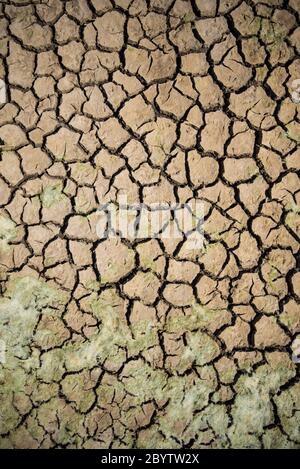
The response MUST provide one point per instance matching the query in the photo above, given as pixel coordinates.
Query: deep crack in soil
(141, 343)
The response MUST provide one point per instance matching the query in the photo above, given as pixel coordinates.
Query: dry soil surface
(144, 343)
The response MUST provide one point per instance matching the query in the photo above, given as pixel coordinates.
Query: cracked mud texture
(143, 344)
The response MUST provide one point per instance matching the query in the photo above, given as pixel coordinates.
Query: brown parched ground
(144, 343)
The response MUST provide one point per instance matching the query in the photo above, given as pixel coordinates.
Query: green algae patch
(25, 299)
(8, 232)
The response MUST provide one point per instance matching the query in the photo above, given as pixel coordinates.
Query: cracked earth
(141, 343)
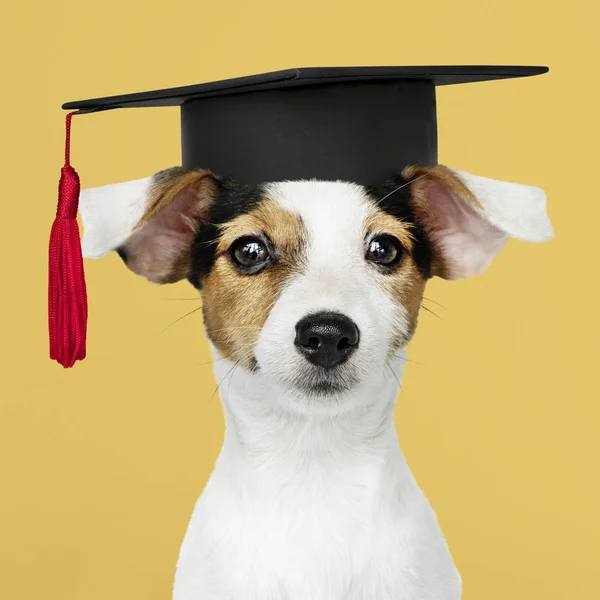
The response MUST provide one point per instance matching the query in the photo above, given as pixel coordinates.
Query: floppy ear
(150, 222)
(469, 218)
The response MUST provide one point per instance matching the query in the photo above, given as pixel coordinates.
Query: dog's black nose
(326, 339)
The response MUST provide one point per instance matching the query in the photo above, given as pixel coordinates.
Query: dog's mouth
(320, 382)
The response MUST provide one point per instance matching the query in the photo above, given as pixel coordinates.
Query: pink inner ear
(154, 250)
(467, 241)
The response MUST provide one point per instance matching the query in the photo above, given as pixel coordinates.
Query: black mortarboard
(359, 124)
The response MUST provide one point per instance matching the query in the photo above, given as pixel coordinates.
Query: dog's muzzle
(326, 339)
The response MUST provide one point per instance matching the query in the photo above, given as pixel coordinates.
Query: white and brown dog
(310, 293)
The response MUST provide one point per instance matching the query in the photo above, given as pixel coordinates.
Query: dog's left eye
(250, 254)
(384, 250)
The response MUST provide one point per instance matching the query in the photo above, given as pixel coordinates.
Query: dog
(310, 294)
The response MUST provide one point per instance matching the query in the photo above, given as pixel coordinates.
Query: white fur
(109, 214)
(311, 498)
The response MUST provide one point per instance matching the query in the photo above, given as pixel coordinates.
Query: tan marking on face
(405, 284)
(236, 306)
(380, 222)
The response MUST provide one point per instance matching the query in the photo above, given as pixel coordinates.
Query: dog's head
(316, 285)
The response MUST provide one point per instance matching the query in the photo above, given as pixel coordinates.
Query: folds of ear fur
(151, 222)
(110, 213)
(469, 218)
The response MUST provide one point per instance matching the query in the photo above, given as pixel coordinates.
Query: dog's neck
(275, 435)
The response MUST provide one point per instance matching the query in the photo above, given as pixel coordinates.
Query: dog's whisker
(183, 317)
(434, 302)
(220, 383)
(401, 186)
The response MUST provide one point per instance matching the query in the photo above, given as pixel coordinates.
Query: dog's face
(316, 285)
(312, 283)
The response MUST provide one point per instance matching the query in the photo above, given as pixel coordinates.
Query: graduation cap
(358, 124)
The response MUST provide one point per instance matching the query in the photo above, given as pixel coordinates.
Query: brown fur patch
(236, 306)
(426, 181)
(159, 247)
(168, 184)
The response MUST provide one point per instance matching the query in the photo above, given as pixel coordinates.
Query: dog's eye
(250, 254)
(384, 250)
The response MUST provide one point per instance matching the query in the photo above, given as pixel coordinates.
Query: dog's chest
(321, 535)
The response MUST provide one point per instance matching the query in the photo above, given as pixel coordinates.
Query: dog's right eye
(250, 254)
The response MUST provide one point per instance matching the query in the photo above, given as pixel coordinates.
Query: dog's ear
(150, 222)
(469, 218)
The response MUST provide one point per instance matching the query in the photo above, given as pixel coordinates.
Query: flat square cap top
(291, 78)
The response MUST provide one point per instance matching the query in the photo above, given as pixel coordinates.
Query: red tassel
(67, 296)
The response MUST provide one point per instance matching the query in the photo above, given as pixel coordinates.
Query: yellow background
(100, 465)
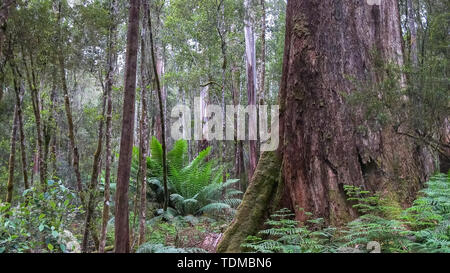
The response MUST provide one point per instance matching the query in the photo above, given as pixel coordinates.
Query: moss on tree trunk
(257, 203)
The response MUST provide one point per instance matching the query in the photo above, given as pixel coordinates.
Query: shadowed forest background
(88, 164)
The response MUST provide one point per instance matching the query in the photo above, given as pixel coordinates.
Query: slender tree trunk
(108, 87)
(122, 234)
(262, 77)
(239, 165)
(321, 150)
(12, 158)
(35, 98)
(223, 45)
(92, 190)
(4, 14)
(19, 102)
(413, 49)
(250, 54)
(68, 108)
(161, 110)
(143, 133)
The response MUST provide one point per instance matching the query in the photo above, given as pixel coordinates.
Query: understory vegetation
(423, 227)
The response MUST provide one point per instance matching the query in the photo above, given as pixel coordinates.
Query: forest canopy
(203, 126)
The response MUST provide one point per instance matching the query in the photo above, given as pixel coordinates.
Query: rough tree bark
(112, 36)
(122, 234)
(321, 149)
(250, 55)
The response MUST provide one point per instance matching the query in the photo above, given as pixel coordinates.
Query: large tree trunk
(250, 57)
(122, 237)
(112, 33)
(321, 149)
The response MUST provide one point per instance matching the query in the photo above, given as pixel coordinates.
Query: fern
(159, 248)
(286, 236)
(195, 187)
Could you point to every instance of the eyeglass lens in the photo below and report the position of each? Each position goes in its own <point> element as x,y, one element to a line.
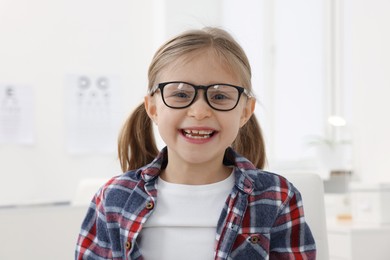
<point>179,95</point>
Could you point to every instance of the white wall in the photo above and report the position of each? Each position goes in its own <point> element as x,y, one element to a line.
<point>43,41</point>
<point>367,75</point>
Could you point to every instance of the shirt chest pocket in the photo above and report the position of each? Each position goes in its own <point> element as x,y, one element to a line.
<point>251,246</point>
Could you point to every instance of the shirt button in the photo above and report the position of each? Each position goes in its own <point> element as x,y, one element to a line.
<point>254,239</point>
<point>128,245</point>
<point>149,205</point>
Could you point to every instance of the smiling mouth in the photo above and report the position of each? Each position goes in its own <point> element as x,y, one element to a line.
<point>198,134</point>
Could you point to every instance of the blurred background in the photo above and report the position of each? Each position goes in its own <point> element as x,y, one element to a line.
<point>72,71</point>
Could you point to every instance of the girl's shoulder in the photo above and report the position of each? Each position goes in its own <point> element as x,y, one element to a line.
<point>118,188</point>
<point>265,180</point>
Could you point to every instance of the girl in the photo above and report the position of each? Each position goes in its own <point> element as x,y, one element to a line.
<point>204,196</point>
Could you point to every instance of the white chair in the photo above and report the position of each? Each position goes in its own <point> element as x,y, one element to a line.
<point>311,188</point>
<point>85,191</point>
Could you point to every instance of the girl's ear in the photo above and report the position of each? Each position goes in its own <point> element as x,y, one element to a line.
<point>150,107</point>
<point>248,110</point>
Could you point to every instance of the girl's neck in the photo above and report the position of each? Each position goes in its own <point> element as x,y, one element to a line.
<point>195,174</point>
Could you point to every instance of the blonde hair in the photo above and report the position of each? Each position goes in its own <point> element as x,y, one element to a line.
<point>137,146</point>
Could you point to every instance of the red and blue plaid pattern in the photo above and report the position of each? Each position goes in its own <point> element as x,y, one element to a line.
<point>262,219</point>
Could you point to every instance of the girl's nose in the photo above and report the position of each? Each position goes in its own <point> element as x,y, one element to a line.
<point>200,108</point>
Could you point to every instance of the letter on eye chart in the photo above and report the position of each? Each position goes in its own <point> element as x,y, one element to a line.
<point>16,114</point>
<point>92,118</point>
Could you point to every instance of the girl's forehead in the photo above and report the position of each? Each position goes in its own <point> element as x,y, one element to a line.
<point>190,62</point>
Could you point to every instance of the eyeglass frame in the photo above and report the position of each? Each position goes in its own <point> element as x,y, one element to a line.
<point>161,86</point>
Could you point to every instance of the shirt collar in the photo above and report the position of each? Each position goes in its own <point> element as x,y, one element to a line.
<point>241,167</point>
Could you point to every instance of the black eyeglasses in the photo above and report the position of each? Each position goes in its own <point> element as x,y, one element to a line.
<point>221,97</point>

------------------------------------------------------------

• WHAT YOU SHOULD DO: Keep the pictures out and transcribe the entries exactly.

• TASK RESULT:
The response MUST provide one point per instance matching the query in the photo above, given as pixel coordinates.
Query: deep crack in soil
(141, 343)
The response MUST provide one point per instance matching the query in the photo above, given as pixel coordinates.
Query: dry soil surface
(144, 343)
The response MUST provide one point per instance matching the query in the photo above, given as pixel coordinates.
Query: cracked mud texture
(143, 344)
The response MUST provide one point per instance matching the query in the photo above, given as pixel coordinates.
Query: brown parched ground
(144, 343)
The response MUST provide one point per instance matching the query in the photo above, given as pixel coordinates.
Query: green algae patch
(25, 299)
(8, 232)
The response MUST provide one point per instance matching the query in the photo above, given as pixel coordinates.
Query: cracked earth
(141, 343)
The response MUST provide one point per instance matching the query in the photo above, given as pixel coordinates.
Query: floppy ear
(150, 222)
(469, 218)
The response MUST provide one point per instance matching the query in the photo above, given as pixel coordinates.
Query: dog's black nose
(326, 339)
The response MUST provide one point per instance matching the query in the photo above, given as pixel coordinates.
Query: dog's mouth
(320, 382)
The response MUST provide one point per instance matching the query in the photo above, given as pixel coordinates.
Query: pink inner ear
(154, 250)
(467, 241)
The response MUST provide one point per instance matching the query in the photo above, given as pixel coordinates.
Query: black mortarboard
(359, 124)
The response MUST provide one point per instance matching the query in the photo above, given as pixel coordinates.
Query: dog's muzzle
(326, 339)
The response MUST provide one point per instance matching the query in the photo above, given as pixel coordinates.
Query: white and brown dog
(310, 293)
The response MUST provide one point per instance matching the query in the photo above, given as pixel coordinates.
Query: dog's left eye
(250, 254)
(384, 250)
The response MUST provide one point per instance matching the query in the photo above, given as pixel coordinates.
Query: dog
(310, 294)
The response MUST provide one point per instance matching the query in the photo above, given as pixel coordinates.
Query: white fur
(109, 214)
(311, 498)
The response MUST provide one point per instance matching the query in the photo above, given as pixel coordinates.
Query: tan marking on face
(405, 284)
(236, 306)
(380, 222)
The response MUST provide one point per instance matching the query in the photo above, given as pixel coordinates.
Query: dog's head
(316, 285)
The response MUST provide one point per instance matching the query in the photo above, given as pixel coordinates.
Query: folds of ear fur
(151, 222)
(110, 213)
(469, 218)
The response MUST provide one point per instance matching the query in the photo above, given as pixel coordinates.
Query: dog's neck
(275, 435)
The response MUST provide one point per instance matching the query in the photo above, given as pixel coordinates.
Query: dog's whisker
(183, 317)
(434, 302)
(220, 383)
(401, 186)
The response MUST provide one point per instance matching the query in the photo above, given as pixel coordinates.
Query: dog's face
(316, 285)
(312, 283)
The response MUST provide one point per instance matching the query in the photo above, given as pixel coordinates.
Query: graduation cap
(358, 124)
The response MUST provide one point per instance matching the query in the photo above, given as pixel coordinates.
Query: brown fur patch
(236, 306)
(426, 181)
(159, 247)
(168, 184)
The response MUST provide one point per instance matching the query in the photo above, given as pixel coordinates.
Query: dog's eye
(250, 254)
(384, 250)
The response MUST provide one point per instance matching the query in the photo above, given as pixel coordinates.
Query: dog's chest
(321, 535)
The response MUST provide one point per instance matching the query in the photo above, given as pixel coordinates.
Query: dog's right eye
(250, 254)
The response MUST provide one point per instance matching the query in the photo above, given as pixel coordinates.
Query: dog's ear
(150, 222)
(469, 218)
The response MUST provide one point per instance matching the query in the photo above, given as pixel coordinates.
Query: flat square cap top
(291, 78)
The response MUST provide one point per instance matching the query in the photo above, given as pixel coordinates.
Query: red tassel
(67, 296)
The response MUST provide one point per instance matching the query in the photo above, given as pixel coordinates.
Query: yellow background
(100, 465)
The response MUST provide one point per instance matching the query in the photo above, given as pixel coordinates.
Query: moss on tree trunk
(257, 203)
The response MUST provide one point per instance matching the query in the photo above, given as pixel coordinates.
Query: shadowed forest background
(88, 164)
The response MUST provide one point per instance matching the query in the photo above, given as pixel coordinates.
Query: slender tree trunk
(108, 87)
(122, 234)
(262, 77)
(239, 165)
(321, 150)
(12, 158)
(35, 98)
(223, 45)
(92, 190)
(4, 14)
(19, 102)
(413, 49)
(250, 54)
(68, 108)
(161, 110)
(143, 133)
The response MUST provide one point per instance matching the query in the photo above, given as pixel coordinates.
Query: understory vegetation
(423, 227)
The response MUST provide one point per instance matching the query in the photo above, given as pixel coordinates.
Query: forest canopy
(203, 126)
The response MUST provide one point per instance matching the query in the photo above, given as pixel coordinates.
Query: rough tree bark
(112, 36)
(122, 234)
(321, 149)
(250, 55)
The response MUST provide one point per instance matching the query in the photo above, given as pixel coordinates.
Query: large tree trunk
(250, 57)
(122, 237)
(112, 33)
(321, 149)
The response MUST provide one point per instance matching the query in the photo above, given as pixel coordinates.
Query: fern
(159, 248)
(286, 236)
(195, 187)
Could you point to every instance of the eyeglass lens in the photo below and report the position of each? Each position goes in its own <point> element as x,y, one element to a line.
<point>179,95</point>
Could you point to every instance of the white wall in the photo above and report the position of each? Each position goes in its own <point> element as x,y, one element to a line.
<point>43,41</point>
<point>367,75</point>
Could you point to every instance of the shirt chest pocket in the photo above and report the position of each? Each position goes in its own <point> element as x,y, one element to a line.
<point>251,246</point>
Could you point to every instance of the shirt button in the photo above and report the position of each? Each position goes in its own <point> element as x,y, one element to a line.
<point>254,239</point>
<point>128,245</point>
<point>149,205</point>
Could you point to every instance of the smiling mouth in the photo above and report the position of each? Each position goes in its own <point> element as x,y, one element to a line.
<point>198,134</point>
Could you point to every instance of the blurred background in the photo above and report the position of each? Each position goes in its own <point> element as x,y, one element to a line.
<point>72,71</point>
Could you point to every instance of the girl's shoulder in the photo above and report the position of each? Each position goes in its own <point> element as x,y, one element to a line.
<point>118,188</point>
<point>265,180</point>
Could you point to every instance of the girl in the photo above and report the position of each? Each position goes in its own <point> element as x,y, one element to a line.
<point>204,196</point>
Could you point to every instance of the white chair in the photo above and report the position of each? Each position goes in its own <point> element as x,y, one element to a line.
<point>311,188</point>
<point>85,191</point>
Could you point to every instance of the girl's ear in the photo above and report the position of each? Each position goes in its own <point> element as x,y, one element to a line.
<point>150,107</point>
<point>248,110</point>
Could you point to every instance of the girl's neck in the photo above and report the position of each? Each position goes in its own <point> element as x,y, one element to a line.
<point>195,174</point>
Could you point to every instance of the blonde hair in the photo above and report the position of each? Each position goes in its own <point> element as x,y, one element to a line.
<point>137,146</point>
Could you point to every instance of the red and blue plaid pattern in the photo above and report the position of each? Each position goes in its own <point> element as x,y, one element to a line.
<point>262,219</point>
Could you point to every instance of the girl's nose in the photo above and report the position of each? Each position goes in its own <point> element as x,y, one element to a line.
<point>200,108</point>
Could you point to every instance of the letter on eye chart in the photo above and report the position of each? Each position goes in its own <point> element as x,y, one element to a line.
<point>16,114</point>
<point>92,118</point>
Could you point to every instance of the girl's forehead in the photo above and report the position of each? Each position goes in its own <point> element as x,y, one element to a line.
<point>190,62</point>
Could you point to every instance of the eyeglass frame in the photo above and report the position of each? Each position goes in its own <point> element as x,y, one element to a line.
<point>161,86</point>
Could you point to every instance of the shirt collar in the photo above and report the position of each? Each position goes in its own <point> element as x,y, one element to a line.
<point>241,167</point>
Could you point to every instance of the black eyeglasses in the photo above and report the position of each? Each position goes in its own <point> element as x,y, one element to a line.
<point>221,97</point>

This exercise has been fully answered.